== Excerto fornecido ==
O repórter Foley a ser executado por um inglês no Iraque, 100 mortos palestinianos por cada morto israelita, um avião atingido por um míssil sem paternidade são as imagens de guerra quente que nos têm dado cabo da paciência. A guerra é contemporânea de todas as fases da humanidade, nunca parou de verdade, é a realização de um instinto-base da espécie humana e das outras espécies animais: dominar território e disputá-lo a quem parece mais fraco ou não o merecer. Se pensávamos que a doutrinação religiosa podia inverter esta tendência e melhorar o homem “dos instintos”, descobrimos afinal que, antes de o homem ser irmão de outro homem, é o seu lobo se ele lhe causar estorvo e turvar a sua água. E se não foi ele que turvou, a culpa é da geração anterior. A existência do homem numa entidade coletiva chamada nação e a aculturação a essa ideia só fez refinar esse instinto de insegurança e levou afinal a religião a derivar para o mesmo caminho, semeando o fanatismo.
===
Enunciado -
Responda, com base no excerto sobre a guerra, às perguntas seguintes:
1. Quantos mortos palestinianos se contam por cada morto israelita?
2. Em que consiste o instinto-base que a guerra realiza?
3. Para que caminho a existência do homem numa nação levou a religião a derivar, e com que efeito?
== Linhas de dados ==
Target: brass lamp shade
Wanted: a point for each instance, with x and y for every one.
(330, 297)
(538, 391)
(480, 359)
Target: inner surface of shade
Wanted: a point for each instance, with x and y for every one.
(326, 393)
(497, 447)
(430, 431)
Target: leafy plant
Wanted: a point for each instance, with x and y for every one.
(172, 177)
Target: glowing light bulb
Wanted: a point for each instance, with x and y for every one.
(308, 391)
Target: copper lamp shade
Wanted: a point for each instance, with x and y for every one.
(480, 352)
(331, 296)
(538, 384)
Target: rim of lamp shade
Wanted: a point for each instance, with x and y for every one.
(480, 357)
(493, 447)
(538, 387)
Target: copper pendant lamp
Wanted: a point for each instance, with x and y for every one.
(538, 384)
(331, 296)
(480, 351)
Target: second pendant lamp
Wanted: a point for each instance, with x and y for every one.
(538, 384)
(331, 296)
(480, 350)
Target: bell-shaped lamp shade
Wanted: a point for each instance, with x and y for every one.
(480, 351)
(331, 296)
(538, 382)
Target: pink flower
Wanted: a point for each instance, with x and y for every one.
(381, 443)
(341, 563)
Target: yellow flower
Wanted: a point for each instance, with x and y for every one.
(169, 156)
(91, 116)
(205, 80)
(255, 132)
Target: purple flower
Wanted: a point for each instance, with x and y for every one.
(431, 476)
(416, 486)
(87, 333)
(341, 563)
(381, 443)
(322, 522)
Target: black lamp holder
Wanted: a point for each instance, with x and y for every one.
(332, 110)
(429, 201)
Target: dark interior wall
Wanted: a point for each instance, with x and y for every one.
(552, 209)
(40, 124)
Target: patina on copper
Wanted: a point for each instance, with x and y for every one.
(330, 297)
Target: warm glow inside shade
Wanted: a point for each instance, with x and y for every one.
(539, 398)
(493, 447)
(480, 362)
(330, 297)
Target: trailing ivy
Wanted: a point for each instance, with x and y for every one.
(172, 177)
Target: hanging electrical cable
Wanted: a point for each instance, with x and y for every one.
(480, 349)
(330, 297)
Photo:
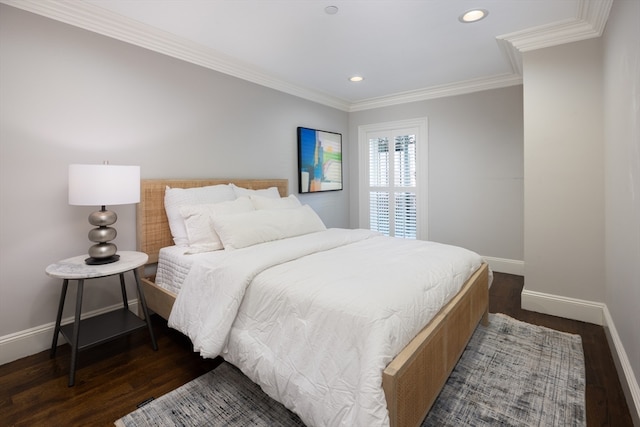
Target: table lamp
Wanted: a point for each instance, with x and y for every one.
(102, 185)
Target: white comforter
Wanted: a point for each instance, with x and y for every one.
(315, 319)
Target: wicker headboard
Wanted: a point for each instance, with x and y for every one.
(151, 220)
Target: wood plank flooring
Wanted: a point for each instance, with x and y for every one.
(113, 378)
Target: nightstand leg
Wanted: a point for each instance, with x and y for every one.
(144, 309)
(76, 334)
(124, 291)
(56, 331)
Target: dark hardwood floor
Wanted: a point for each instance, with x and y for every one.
(113, 378)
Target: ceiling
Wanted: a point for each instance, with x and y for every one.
(405, 49)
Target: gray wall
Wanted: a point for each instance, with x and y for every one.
(564, 171)
(71, 96)
(475, 168)
(621, 77)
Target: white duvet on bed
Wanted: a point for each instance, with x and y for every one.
(315, 319)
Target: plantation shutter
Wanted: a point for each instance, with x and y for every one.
(393, 185)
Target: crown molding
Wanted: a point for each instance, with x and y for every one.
(442, 91)
(590, 22)
(107, 23)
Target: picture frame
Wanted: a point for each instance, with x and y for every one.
(319, 160)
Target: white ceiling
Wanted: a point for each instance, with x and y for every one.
(405, 49)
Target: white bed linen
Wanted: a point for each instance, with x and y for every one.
(174, 265)
(315, 319)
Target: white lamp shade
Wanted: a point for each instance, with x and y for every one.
(101, 185)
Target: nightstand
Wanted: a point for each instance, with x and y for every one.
(86, 333)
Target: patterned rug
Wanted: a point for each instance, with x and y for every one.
(512, 373)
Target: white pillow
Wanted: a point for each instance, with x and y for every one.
(198, 222)
(250, 228)
(174, 198)
(260, 202)
(246, 192)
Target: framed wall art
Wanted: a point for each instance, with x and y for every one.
(319, 160)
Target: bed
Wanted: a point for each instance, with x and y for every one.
(412, 380)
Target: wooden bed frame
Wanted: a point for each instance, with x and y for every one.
(412, 381)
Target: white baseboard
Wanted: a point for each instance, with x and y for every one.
(508, 266)
(34, 340)
(597, 313)
(570, 308)
(625, 371)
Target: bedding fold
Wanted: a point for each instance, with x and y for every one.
(315, 319)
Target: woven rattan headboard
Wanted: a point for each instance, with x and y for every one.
(152, 225)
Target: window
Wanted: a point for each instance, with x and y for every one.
(393, 175)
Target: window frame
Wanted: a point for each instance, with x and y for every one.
(412, 126)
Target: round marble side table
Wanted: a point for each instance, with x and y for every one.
(85, 333)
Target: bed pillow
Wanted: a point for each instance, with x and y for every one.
(246, 192)
(198, 221)
(260, 202)
(174, 198)
(260, 226)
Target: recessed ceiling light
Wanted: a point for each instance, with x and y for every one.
(473, 15)
(331, 10)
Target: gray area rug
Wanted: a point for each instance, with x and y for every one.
(512, 373)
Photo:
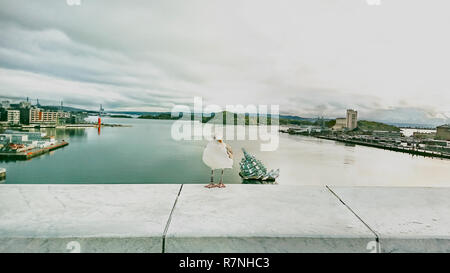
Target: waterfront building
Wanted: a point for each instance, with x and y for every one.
(443, 132)
(37, 115)
(5, 104)
(341, 124)
(13, 116)
(352, 119)
(388, 134)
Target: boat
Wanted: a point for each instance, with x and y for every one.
(254, 169)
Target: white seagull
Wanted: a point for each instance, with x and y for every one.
(217, 155)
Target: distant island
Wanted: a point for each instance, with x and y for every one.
(363, 125)
(120, 116)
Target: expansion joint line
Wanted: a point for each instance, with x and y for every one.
(377, 237)
(163, 249)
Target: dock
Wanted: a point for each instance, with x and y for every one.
(32, 153)
(167, 218)
(394, 148)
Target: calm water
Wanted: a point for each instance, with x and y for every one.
(146, 153)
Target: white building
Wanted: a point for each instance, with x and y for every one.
(341, 123)
(13, 116)
(352, 119)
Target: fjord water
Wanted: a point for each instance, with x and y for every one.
(146, 153)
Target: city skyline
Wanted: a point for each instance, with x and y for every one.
(311, 58)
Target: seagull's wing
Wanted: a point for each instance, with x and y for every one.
(229, 151)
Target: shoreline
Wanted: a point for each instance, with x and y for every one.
(33, 153)
(420, 152)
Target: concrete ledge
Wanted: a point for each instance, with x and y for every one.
(405, 219)
(239, 218)
(264, 218)
(100, 218)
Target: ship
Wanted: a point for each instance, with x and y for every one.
(254, 169)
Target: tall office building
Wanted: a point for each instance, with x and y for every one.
(352, 119)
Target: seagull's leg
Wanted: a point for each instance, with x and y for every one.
(221, 184)
(211, 184)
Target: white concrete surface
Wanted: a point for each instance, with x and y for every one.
(100, 218)
(264, 218)
(239, 218)
(406, 219)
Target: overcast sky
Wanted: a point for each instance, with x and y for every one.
(316, 57)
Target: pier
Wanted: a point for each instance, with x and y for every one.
(395, 148)
(32, 153)
(240, 218)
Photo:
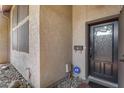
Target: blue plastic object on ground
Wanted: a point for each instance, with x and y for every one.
(76, 70)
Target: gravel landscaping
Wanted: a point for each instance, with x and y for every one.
(11, 78)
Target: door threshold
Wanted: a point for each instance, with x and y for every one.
(102, 82)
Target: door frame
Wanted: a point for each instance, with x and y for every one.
(87, 38)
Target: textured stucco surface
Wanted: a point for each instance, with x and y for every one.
(31, 60)
(56, 42)
(82, 14)
(4, 39)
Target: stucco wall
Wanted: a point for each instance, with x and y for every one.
(82, 14)
(56, 42)
(31, 60)
(4, 39)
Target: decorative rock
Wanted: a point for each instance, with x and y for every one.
(10, 77)
(14, 84)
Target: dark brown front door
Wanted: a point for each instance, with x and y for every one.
(103, 51)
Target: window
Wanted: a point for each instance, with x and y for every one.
(20, 33)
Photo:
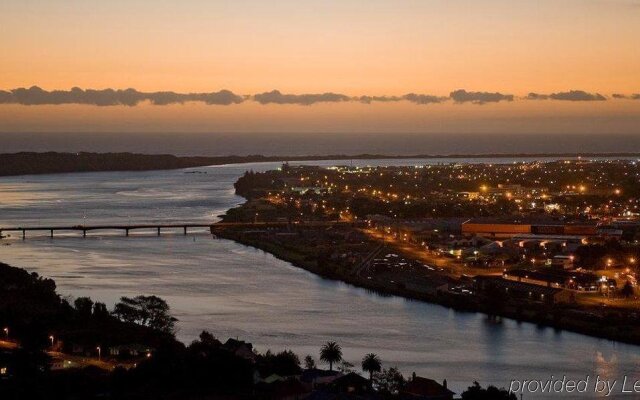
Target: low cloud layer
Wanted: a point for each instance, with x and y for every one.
(572, 95)
(132, 97)
(275, 97)
(635, 96)
(462, 96)
(111, 97)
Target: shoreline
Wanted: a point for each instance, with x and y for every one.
(34, 163)
(530, 313)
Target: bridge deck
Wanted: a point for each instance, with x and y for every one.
(185, 226)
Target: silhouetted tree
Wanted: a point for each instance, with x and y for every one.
(371, 363)
(149, 311)
(477, 392)
(331, 352)
(389, 381)
(309, 362)
(627, 290)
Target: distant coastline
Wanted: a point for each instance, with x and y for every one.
(32, 163)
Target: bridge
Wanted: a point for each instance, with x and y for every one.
(126, 228)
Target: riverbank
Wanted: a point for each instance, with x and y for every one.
(30, 163)
(604, 324)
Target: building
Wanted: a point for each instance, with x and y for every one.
===
Resolução -
1. 100 mortos palestinianos.
2. Dominar território e disputá-lo a quem parece mais fraco ou não o merecer.
3. Para o mesmo caminho do refinamento do instinto de insegurança, semeando o fanatismo.